• **TASK DIRECTIONS**: Please output the records below word for word and omit the pictures.

• **SOURCE MATERIAL**:
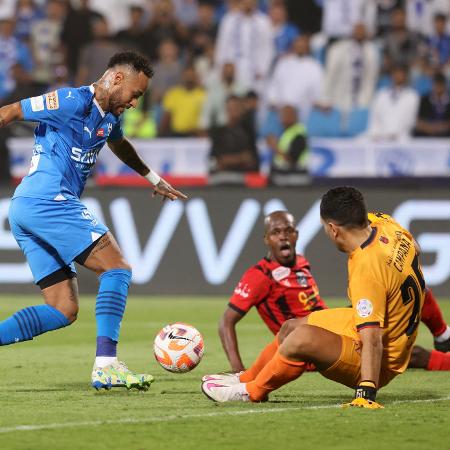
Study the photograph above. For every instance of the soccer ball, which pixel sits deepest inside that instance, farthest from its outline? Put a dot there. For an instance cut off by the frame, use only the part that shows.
(178, 347)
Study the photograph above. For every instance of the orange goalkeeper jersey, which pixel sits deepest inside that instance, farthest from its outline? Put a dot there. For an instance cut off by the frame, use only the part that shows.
(386, 288)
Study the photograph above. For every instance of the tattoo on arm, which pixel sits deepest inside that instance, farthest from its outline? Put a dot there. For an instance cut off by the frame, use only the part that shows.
(102, 244)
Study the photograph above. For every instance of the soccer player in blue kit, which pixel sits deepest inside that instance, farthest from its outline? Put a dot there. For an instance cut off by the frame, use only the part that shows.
(53, 227)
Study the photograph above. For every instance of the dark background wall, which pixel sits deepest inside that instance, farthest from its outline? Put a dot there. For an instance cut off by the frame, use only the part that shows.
(203, 246)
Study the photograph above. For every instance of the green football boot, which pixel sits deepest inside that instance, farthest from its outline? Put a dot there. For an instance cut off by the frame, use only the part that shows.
(118, 375)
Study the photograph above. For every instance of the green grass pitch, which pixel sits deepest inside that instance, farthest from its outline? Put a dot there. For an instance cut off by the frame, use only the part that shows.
(46, 401)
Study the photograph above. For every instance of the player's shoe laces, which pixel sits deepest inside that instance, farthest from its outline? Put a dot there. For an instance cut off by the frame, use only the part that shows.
(227, 378)
(221, 392)
(118, 375)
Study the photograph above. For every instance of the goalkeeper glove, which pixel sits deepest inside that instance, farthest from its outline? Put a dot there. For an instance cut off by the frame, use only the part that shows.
(365, 395)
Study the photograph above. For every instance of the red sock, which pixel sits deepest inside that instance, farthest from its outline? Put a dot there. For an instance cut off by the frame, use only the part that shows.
(263, 358)
(439, 361)
(432, 315)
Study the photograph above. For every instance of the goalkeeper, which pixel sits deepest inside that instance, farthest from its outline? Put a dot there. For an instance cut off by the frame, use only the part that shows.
(364, 346)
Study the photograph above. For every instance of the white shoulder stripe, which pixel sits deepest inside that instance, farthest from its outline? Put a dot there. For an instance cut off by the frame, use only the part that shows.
(100, 109)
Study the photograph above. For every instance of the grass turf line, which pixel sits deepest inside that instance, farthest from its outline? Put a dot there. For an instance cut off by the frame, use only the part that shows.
(46, 382)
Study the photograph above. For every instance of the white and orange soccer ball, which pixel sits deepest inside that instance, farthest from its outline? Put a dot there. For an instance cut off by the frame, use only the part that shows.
(178, 347)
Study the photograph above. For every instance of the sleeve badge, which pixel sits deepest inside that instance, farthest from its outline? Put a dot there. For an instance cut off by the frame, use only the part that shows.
(364, 308)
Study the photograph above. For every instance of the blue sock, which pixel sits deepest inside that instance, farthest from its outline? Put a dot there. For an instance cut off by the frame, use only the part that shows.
(30, 322)
(109, 309)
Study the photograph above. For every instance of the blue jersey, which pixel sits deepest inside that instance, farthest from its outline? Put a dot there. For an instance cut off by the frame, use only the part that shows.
(72, 130)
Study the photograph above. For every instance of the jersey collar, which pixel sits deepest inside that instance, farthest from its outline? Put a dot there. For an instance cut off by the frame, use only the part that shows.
(100, 109)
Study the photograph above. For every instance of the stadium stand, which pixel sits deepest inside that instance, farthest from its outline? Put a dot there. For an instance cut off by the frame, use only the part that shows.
(61, 42)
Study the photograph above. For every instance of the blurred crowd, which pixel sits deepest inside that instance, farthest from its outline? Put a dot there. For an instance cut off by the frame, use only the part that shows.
(243, 70)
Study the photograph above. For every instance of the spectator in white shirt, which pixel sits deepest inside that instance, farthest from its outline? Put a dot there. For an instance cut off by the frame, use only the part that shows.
(420, 14)
(340, 17)
(351, 72)
(297, 79)
(219, 88)
(394, 109)
(245, 39)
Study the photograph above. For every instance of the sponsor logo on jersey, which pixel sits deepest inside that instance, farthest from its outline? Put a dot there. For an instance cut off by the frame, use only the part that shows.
(87, 215)
(243, 290)
(89, 157)
(88, 131)
(37, 103)
(302, 279)
(280, 272)
(52, 100)
(364, 308)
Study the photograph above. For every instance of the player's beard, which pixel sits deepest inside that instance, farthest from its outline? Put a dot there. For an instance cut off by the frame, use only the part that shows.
(117, 105)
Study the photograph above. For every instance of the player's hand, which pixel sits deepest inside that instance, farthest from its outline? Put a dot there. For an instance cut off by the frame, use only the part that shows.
(363, 403)
(166, 190)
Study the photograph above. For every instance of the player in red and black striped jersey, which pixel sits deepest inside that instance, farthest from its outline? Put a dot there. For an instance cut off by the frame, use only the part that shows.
(280, 286)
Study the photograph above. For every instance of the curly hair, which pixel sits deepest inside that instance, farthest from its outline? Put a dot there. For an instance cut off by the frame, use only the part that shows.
(138, 62)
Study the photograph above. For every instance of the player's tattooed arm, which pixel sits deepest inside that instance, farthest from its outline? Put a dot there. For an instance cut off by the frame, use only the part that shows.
(125, 151)
(10, 113)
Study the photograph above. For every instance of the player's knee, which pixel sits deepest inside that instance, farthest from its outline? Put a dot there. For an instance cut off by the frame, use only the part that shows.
(69, 309)
(287, 328)
(301, 344)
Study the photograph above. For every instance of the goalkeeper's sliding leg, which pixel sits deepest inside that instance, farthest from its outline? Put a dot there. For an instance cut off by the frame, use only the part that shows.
(326, 339)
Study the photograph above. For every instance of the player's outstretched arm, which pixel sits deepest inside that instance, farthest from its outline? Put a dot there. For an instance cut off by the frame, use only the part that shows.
(126, 152)
(228, 336)
(10, 113)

• **RESPONSE BOX**:
Study the photograph above. For every instance of the soccer ball, which pixel sits deepest inside that instance, farthest from its outline? Put a dot there. For an instance cut off by the frame, use only the part that shows.
(178, 347)
Study the photograph above. For every instance of the orange goalkeeper jersey, which pixel sits deepest inside that instance, farthest from its outline? Put a dot there. For an instance cut off by the frame, use only the part that shows.
(386, 288)
Study the photograph above. For every instance of the tattoo on arm, which pixel sits deepest inside that instance, farthest from its outline? Put a dot there. For an instance cut off by the frame, use only the part that shows.
(102, 244)
Study the photograph above. For every instance of the soccer player in blue kit, which pixel sits deepest inside that instance, farthest from its outline? Put a dot there. For an instance cut off by the frame, use only the part that shows.
(53, 227)
Study the photograph above. For every instance of the dark background wall, which pixel sits deepest inside that instance, farthest from its outline? Put a dot there. For an instance cut off by the frame, use only the part that shows.
(203, 246)
Study the photograph above. For every instance of the green football boot, which pixel sits deepest inside that instance, farthest from its outline? Put a dot there. For an instance cut off by the frame, use only the part that shows.
(118, 375)
Study the photograph above. For every instance of the green grass pitch, which pixel sits deepest inside that instance, farthest from its outline? Put a dot there. For an instance cut off by the frame, use only the part that shows.
(46, 401)
Study the photograph above. For every instance of the player's shoe laces, which pixel sits deepest inside that instance, farthest from its outline? Put a dot there. For an instance cut off by the frame, use only the part that shows.
(227, 378)
(221, 392)
(118, 375)
Study the photograph above. For every instance of the goalkeeper glove, which pixel sits deepest inside that instance, farthest from its outline? Put a dot there. For an instance cut off by the frame, use only the part that shows.
(365, 395)
Study the photograph above. For every instance of the red sock, which pixel sits deepest inside that instance, farthest from its outline? Put a dot there. For an instance cut off by the frame, use only the part that shows.
(263, 358)
(439, 361)
(432, 315)
Study the photograph above. For every instance of the goalkeeper, which pixel sits deepest inside that instance, farthest from its outline? Put a dot there. For an instance cut off by the frame, use only the part that shows.
(364, 346)
Study the photograph above. For every instance of the white shoulder stripe, which pixel sits deepest inside that instance, farthest from its outline? Put a dot there. For an instance cut off by the frame, use only the part that shows.
(100, 109)
Study the photograph above. For every instance of the grass turf line, which pixel sits deepest inside that instance, farthest from its outline? Put a dot there. For an instance cut off by the frame, use only the part that shows.
(46, 382)
Study the photograph above. For every instance of the white and orange soccer ball, which pixel sits deepest inside that instance, farthest from its outline? Put a dot there. For an instance cut off by the frame, use only the part that shows.
(178, 347)
Study the photograph above. For every instance of the sleeve badge, which pixel sits deepest inside that instance, farthest from its outline? Put a dot there. For an instance cut off by the frame, use only the part that shows.
(364, 308)
Study the photograph above. For every instance of the blue sock, which pixel sits deepest inside that instance, farthest from its outline? Put a dot there. For an instance cut off by the frame, use only the part that shows.
(30, 322)
(109, 309)
Study the photograph above. For every instance of the blue jersey, which pixel sits deepest inside that instance, farthest from its outline? Put a dot there. For an instance cut off by the frame, use only the part that shows.
(72, 130)
Study the photograph above. For every instance of the jersey collar, which pixel sits deepest inside that instance, farthest from its outline? Put a dot there. For an instance cut off by the frame, use only the part that shows.
(100, 109)
Study the photograph above. For every instance of the stadium stand, which pixel sits deepest inside that instance, farthest from its outline? Put a dot there. For an instance cut off by the frame, use only the part that shows.
(61, 42)
Study the photograph above. For every instance of the blurred crowd, which pixel sits deepest inside that instance, farthest from its outline? Put a dot there. For an instance cut off by the frame, use only the part that shows.
(243, 70)
Study the photograph above. For every instance of the spectator in white shirt, which pixel sits deepest inside that instance, farthest from its outline? Put a dot there. For an instance cut off by the frame, use only the part that shows.
(420, 14)
(340, 17)
(351, 72)
(297, 79)
(219, 88)
(394, 109)
(245, 39)
Study the photograph above. For every instance of the sponsor logo on jersey, which pixel sits deepest inside that instance, farthest from its outline? Put a dot there. For an instance cut off by the frame, use only the part that shows.
(87, 215)
(243, 290)
(89, 157)
(88, 131)
(37, 103)
(302, 279)
(280, 272)
(52, 100)
(364, 308)
Study the photograph above. For every instance of the player's beard, which pixel sits deepest inside that instance, farthest from its outline? Put a dot there. For an instance cut off by the frame, use only the part that shows.
(117, 105)
Study the photograph above. For every instance of the player's hand, which pixel sits deepest inside that instance, farthest from its outline? Put a dot there. For an instance cut off by the frame, use only the part that shows.
(363, 403)
(166, 190)
Study the photograph above. For every instance of the player in red and black striped jersey, which pixel sits deepest inside that instance, farthest from its outline? Put a dot there. For an instance cut off by the frame, use only the part that shows.
(280, 286)
Study the photograph above. For every instance of the curly hair, which pixel sits deepest inside that instance, farthest from its outline? Put a dot there. For an instance cut off by the frame, use only the part that shows.
(138, 62)
Study the photograph above. For every instance of the player's tattooed arm, which pixel sits deepest inside that instance, farthest from its outline? Put a dot there. For an instance cut off by the frame, use only the part that shows.
(125, 151)
(10, 113)
Study the photograph above. For every instance of the player's knee, which pixel sits deepest inside that instance, farthest from its outline? Put a dot there. For an instance cut off by the frame, use only the part that shows.
(69, 309)
(287, 328)
(301, 344)
Study the photograph above. For every instance of the goalkeeper's sliding leg, which pixel sits deepest inside that instance, farthest from its outline? Put a dot there. For an instance cut off by the frame, use only the part that shows.
(326, 339)
Study the photograph above. For every instance of the player's outstretched arm, which pixel sits deepest inside that instance, farthest from its outline? Put a dot there. For an instance cut off by the frame, use only the part that shows.
(126, 152)
(228, 336)
(10, 113)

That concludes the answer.